**The problem**. Output each line of the listing below word for word, keeping every line in its original order.

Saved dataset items
+ + +

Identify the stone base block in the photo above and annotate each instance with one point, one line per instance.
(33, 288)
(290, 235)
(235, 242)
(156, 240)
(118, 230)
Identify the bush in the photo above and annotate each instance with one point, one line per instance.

+ + +

**Answer to this exercise**.
Identify the stone base block in the photo above and annotate each instance with one point, one line per instance.
(33, 288)
(290, 235)
(235, 242)
(156, 240)
(118, 230)
Identify the bush in the photo above and annotate each instance with one point, one line per instance.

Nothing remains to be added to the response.